In the records below, copy without changes every line from the one containing "# trace the outline of every instance of the berry" through the one containing "MULTIPOLYGON (((213 4, 214", both included.
— START RECORDS SUPPLIED —
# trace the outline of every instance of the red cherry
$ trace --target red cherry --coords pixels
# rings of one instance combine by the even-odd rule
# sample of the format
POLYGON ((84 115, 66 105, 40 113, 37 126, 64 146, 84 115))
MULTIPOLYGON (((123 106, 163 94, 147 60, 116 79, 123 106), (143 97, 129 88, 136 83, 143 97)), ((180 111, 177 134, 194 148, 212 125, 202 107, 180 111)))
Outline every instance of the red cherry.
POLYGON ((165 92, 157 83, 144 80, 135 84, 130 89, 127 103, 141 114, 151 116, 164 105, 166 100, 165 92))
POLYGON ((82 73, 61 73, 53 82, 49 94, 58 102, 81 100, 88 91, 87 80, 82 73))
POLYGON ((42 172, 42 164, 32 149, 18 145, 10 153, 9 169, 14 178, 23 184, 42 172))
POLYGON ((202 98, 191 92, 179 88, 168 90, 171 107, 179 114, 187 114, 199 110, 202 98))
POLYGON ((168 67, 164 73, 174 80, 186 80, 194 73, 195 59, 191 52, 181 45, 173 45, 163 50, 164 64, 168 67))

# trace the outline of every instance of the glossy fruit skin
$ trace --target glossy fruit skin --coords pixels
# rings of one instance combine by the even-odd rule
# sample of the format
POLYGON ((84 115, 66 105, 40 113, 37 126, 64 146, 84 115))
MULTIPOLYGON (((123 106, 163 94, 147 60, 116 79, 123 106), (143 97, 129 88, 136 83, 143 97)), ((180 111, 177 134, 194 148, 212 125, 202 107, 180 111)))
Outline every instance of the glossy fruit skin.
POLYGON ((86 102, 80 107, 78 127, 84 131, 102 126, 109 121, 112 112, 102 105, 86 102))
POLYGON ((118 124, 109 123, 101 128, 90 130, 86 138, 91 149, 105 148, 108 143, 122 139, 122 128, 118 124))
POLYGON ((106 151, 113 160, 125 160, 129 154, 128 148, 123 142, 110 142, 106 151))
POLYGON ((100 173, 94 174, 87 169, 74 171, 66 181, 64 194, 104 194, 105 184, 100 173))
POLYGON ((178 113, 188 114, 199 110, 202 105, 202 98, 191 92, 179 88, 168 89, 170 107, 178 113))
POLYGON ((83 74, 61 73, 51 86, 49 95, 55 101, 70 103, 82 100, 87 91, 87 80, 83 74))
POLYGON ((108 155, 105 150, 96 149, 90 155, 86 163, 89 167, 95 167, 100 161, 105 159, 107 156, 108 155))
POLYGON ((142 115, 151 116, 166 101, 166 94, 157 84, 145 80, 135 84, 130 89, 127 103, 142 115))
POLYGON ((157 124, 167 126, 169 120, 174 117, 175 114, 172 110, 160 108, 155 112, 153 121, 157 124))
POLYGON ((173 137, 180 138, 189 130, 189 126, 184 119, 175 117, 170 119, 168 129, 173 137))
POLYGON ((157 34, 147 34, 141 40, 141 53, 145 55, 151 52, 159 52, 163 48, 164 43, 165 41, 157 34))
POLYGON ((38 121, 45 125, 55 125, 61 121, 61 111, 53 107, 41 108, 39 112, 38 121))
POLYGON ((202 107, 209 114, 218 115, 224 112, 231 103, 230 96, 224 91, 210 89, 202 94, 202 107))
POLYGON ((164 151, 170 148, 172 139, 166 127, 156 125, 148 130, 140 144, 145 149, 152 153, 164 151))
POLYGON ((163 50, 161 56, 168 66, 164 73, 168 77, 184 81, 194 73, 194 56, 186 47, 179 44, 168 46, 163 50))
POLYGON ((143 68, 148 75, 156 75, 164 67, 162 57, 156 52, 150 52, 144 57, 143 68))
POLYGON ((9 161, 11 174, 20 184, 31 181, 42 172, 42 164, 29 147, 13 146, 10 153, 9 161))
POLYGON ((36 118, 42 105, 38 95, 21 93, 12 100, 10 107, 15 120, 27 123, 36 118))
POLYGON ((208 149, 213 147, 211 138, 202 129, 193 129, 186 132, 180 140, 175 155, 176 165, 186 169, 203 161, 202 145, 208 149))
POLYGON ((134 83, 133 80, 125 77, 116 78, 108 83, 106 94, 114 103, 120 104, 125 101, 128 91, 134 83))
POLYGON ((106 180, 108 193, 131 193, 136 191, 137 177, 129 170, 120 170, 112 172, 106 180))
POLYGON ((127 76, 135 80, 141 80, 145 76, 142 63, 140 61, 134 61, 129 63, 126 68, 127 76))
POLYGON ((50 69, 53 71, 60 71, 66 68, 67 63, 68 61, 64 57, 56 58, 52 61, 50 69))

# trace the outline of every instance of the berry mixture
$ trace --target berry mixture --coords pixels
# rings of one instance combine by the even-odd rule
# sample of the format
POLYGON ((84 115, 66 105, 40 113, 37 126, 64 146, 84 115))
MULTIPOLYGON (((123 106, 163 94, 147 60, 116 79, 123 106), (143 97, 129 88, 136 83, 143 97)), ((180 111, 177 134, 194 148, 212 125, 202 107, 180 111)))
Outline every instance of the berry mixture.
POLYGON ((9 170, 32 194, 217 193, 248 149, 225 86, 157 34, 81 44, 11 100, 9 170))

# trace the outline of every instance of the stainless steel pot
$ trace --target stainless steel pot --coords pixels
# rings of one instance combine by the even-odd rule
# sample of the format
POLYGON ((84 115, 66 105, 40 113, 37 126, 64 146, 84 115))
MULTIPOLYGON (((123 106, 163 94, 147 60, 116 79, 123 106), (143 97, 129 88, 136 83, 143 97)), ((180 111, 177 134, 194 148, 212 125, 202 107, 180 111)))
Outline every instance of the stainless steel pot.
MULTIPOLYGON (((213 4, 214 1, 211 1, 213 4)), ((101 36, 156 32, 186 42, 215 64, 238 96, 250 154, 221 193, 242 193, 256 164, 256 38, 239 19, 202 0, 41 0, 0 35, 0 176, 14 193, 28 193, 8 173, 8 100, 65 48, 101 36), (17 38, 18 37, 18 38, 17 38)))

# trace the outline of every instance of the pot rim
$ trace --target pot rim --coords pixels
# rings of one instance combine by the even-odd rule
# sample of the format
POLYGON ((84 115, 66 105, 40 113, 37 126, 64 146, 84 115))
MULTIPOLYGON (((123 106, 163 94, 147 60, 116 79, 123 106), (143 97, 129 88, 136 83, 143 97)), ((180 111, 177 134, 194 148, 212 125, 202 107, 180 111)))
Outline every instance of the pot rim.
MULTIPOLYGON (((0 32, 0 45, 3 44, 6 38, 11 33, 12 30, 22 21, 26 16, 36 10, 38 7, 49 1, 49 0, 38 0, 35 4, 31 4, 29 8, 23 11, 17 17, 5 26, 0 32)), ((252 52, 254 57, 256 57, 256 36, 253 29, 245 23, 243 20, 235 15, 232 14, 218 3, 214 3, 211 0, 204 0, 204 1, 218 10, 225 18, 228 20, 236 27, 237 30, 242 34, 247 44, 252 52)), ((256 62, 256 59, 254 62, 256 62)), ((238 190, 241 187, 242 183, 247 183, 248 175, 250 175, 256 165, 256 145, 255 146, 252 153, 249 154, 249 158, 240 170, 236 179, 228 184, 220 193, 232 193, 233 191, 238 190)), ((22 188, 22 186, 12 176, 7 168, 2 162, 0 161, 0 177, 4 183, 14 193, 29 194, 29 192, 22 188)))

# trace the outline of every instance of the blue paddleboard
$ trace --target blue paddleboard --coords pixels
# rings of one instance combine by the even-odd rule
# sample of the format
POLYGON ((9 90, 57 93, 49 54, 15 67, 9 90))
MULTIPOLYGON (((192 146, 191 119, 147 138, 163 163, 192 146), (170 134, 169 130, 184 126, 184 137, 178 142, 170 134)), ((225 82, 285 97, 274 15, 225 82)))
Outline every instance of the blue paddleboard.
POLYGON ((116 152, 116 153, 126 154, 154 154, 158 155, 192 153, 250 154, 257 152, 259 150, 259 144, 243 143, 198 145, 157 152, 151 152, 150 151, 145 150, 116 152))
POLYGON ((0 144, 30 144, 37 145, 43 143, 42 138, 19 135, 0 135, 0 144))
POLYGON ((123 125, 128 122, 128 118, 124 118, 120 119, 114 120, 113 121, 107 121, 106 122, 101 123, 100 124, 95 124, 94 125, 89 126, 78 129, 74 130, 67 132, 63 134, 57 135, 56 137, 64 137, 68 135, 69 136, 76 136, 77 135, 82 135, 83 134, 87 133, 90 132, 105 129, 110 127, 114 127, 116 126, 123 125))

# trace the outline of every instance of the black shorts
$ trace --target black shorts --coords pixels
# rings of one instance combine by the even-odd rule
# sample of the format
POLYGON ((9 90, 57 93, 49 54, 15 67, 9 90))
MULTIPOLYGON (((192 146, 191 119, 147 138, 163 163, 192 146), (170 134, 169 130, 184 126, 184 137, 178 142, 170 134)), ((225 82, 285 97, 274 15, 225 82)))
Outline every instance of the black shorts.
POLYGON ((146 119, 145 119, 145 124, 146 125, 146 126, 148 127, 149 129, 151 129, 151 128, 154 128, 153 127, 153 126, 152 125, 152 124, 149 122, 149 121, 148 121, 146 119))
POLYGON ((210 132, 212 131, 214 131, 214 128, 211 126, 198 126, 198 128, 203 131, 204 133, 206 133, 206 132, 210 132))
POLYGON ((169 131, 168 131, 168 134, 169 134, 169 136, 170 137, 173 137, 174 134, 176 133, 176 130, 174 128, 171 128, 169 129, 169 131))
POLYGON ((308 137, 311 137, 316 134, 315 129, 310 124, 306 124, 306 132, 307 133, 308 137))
— END RECORDS SUPPLIED —
— START RECORDS SUPPLIED —
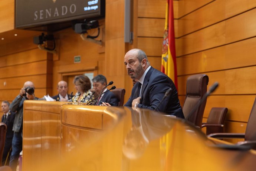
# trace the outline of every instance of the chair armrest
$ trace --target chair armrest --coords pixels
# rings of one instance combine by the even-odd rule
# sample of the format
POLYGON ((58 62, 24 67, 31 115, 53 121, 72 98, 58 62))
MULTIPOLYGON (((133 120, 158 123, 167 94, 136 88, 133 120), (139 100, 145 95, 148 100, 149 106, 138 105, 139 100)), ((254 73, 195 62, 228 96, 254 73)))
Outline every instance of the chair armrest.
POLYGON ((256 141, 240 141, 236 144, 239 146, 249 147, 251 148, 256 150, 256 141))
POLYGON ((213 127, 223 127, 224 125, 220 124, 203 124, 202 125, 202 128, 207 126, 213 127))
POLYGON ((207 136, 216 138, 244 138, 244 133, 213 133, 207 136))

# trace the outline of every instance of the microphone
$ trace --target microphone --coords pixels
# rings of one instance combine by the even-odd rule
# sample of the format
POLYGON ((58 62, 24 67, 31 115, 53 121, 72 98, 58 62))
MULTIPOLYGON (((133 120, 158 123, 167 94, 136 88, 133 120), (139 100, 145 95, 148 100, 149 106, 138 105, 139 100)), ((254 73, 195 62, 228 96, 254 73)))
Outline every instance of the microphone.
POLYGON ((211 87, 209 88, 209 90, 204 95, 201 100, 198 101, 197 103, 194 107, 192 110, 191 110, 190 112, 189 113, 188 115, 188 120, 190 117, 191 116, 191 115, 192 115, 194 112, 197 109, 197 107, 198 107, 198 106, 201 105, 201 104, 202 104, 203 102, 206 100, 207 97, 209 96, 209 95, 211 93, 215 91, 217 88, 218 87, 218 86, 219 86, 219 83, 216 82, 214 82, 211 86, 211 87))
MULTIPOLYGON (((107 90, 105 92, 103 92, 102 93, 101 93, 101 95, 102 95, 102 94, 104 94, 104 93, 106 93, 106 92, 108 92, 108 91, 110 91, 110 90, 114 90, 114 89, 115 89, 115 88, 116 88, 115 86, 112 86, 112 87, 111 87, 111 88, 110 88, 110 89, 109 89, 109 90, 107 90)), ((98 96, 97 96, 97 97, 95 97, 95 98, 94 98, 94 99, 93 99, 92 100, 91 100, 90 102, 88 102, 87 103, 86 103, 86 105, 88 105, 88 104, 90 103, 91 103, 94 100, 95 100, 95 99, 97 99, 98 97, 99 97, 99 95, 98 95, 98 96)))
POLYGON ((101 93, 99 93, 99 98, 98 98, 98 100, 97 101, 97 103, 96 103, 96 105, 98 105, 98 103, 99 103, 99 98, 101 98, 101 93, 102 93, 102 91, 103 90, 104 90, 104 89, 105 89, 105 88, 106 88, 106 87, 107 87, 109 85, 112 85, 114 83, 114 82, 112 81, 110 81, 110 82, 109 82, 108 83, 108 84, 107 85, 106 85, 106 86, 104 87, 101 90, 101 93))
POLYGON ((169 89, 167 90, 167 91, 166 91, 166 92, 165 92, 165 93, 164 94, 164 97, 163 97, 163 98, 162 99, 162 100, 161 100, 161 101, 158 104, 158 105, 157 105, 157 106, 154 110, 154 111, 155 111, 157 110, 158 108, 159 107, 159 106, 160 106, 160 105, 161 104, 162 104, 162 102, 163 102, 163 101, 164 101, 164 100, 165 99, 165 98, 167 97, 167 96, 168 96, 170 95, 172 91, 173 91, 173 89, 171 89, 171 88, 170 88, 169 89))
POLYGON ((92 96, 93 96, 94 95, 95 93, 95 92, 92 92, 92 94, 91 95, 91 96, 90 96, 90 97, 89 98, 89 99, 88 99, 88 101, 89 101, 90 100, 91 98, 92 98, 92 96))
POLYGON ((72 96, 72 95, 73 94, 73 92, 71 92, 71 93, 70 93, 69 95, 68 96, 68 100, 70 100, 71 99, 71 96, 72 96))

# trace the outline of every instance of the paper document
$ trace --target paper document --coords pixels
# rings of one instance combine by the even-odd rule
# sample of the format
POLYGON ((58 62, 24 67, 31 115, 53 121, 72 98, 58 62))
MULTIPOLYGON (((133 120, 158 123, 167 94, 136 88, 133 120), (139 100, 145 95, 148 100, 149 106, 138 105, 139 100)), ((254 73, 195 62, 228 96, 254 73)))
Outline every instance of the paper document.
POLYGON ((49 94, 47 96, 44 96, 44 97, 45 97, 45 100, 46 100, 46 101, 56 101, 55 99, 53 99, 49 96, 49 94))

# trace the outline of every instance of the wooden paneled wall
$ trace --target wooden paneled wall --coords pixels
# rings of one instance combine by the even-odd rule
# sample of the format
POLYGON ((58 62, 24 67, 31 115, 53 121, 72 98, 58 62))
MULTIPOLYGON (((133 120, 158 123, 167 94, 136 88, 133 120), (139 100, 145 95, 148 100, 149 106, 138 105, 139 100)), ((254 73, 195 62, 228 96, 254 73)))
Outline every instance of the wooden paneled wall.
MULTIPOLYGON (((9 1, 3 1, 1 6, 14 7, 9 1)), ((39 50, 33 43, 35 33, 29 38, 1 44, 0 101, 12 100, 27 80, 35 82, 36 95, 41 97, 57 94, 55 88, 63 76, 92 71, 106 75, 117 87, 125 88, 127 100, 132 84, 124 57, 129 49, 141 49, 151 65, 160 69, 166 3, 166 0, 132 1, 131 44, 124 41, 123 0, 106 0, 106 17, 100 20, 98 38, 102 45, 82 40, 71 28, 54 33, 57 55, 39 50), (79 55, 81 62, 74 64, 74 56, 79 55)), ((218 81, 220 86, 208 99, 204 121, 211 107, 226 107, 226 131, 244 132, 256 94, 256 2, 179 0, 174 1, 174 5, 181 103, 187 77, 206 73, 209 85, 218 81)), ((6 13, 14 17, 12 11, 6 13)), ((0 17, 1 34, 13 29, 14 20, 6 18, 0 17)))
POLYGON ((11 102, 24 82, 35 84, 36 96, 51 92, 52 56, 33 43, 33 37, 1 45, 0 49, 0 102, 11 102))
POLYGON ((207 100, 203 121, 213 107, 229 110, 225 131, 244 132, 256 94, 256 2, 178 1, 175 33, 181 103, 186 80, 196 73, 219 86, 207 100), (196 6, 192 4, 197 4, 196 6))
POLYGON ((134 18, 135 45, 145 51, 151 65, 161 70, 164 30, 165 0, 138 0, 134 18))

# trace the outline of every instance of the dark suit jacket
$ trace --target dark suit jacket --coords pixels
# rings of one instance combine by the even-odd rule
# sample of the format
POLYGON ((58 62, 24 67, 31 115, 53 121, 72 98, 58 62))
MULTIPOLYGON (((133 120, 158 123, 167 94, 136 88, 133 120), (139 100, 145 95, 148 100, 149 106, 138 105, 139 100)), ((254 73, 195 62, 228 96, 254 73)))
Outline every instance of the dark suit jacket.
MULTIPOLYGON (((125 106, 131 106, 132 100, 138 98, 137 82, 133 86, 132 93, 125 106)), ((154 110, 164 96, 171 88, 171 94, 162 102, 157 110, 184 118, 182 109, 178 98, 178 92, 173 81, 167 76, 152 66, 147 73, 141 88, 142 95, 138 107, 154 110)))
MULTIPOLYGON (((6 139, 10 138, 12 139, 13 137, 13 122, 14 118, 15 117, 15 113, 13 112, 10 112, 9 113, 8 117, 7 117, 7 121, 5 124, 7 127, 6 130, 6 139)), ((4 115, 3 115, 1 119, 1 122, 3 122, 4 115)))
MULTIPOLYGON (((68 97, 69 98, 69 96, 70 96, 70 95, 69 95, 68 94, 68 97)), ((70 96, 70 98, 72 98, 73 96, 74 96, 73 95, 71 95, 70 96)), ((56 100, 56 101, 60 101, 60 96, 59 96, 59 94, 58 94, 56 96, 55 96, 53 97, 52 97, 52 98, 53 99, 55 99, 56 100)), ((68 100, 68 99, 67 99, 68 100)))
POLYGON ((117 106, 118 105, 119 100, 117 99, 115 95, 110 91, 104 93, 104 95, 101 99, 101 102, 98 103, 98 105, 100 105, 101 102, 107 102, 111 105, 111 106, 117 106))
— END RECORDS SUPPLIED —
— START RECORDS SUPPLIED —
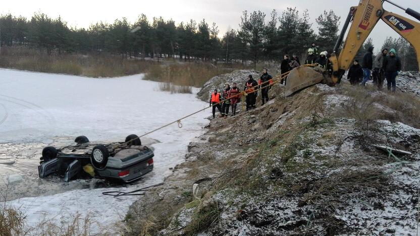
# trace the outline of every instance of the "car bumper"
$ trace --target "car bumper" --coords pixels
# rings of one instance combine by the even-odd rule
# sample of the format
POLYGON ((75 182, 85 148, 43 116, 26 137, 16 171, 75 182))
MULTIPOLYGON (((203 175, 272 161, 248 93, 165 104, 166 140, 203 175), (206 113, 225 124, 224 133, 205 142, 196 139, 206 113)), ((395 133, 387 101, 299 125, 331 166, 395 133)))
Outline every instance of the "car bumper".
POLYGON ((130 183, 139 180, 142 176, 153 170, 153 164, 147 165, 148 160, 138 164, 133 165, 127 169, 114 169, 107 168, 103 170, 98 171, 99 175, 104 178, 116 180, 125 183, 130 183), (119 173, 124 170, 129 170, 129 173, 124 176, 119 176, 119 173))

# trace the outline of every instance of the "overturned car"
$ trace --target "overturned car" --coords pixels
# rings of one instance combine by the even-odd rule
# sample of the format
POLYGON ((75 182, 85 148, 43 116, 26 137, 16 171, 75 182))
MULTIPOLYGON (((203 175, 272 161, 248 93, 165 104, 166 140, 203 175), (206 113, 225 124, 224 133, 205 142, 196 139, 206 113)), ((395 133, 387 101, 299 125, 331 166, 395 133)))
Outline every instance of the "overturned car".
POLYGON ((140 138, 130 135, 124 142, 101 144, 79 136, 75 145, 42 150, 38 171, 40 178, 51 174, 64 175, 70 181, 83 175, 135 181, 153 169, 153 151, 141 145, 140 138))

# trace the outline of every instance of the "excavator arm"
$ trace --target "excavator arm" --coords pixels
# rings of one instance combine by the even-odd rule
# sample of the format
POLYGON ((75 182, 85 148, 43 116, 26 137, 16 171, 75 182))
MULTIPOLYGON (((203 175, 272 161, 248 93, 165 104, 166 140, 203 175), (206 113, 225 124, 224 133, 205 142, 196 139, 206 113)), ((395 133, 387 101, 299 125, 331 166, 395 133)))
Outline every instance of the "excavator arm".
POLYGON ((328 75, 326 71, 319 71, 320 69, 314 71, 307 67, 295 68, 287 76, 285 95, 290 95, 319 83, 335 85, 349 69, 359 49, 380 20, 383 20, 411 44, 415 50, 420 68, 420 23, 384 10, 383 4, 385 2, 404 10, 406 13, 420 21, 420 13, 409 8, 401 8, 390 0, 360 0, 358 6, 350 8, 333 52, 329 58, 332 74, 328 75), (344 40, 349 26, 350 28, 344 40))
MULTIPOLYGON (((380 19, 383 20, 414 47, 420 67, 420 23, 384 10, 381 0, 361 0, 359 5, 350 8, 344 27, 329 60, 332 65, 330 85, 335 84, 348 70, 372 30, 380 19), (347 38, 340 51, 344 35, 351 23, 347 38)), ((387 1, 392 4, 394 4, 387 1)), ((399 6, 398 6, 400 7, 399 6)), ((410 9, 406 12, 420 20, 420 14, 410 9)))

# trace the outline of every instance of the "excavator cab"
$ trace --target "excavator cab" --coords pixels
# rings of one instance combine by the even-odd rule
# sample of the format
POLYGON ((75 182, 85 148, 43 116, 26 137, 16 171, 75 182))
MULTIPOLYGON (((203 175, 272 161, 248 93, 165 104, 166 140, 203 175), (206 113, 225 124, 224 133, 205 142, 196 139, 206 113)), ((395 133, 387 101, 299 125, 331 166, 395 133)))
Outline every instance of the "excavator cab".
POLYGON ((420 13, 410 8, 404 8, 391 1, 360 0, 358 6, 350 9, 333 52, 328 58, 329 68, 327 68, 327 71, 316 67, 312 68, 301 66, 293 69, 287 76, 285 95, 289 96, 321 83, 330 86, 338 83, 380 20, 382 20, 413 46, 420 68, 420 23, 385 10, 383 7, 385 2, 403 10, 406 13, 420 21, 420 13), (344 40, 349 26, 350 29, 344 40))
— END RECORDS SUPPLIED —
:: WRITTEN RESPONSE ::
# trace the outline of every instance of the berry mixture
$ trace --target berry mixture --coords pixels
# rings of one instance combine by the even-odd rule
# sample of the format
POLYGON ((84 115, 66 105, 40 113, 37 126, 64 146, 84 115))
MULTIPOLYGON (((123 106, 163 94, 147 60, 116 79, 123 106), (143 97, 129 88, 136 83, 143 97)), ((180 111, 177 134, 194 148, 212 125, 202 107, 180 111)))
Outline every instance of the berry mixture.
POLYGON ((9 170, 32 194, 217 193, 248 149, 225 86, 157 34, 81 44, 11 100, 9 170))

# trace the outline of every instance of the stainless steel pot
$ trace --target stainless steel pot --coords pixels
# rings of one instance combine by the even-odd rule
# sample of the format
POLYGON ((84 115, 66 105, 40 113, 37 126, 64 146, 84 115))
MULTIPOLYGON (((123 106, 163 94, 147 60, 116 79, 123 106), (143 97, 129 88, 136 83, 143 97)), ((180 111, 177 134, 194 148, 212 125, 202 107, 180 111)))
Outline every instance of the stainless steel pot.
MULTIPOLYGON (((213 4, 214 1, 211 1, 213 4)), ((101 36, 156 32, 186 42, 215 64, 238 96, 250 154, 221 193, 242 193, 256 164, 256 38, 239 19, 202 0, 41 0, 0 35, 0 176, 14 193, 28 193, 8 173, 8 100, 65 48, 101 36), (17 38, 18 37, 18 38, 17 38)))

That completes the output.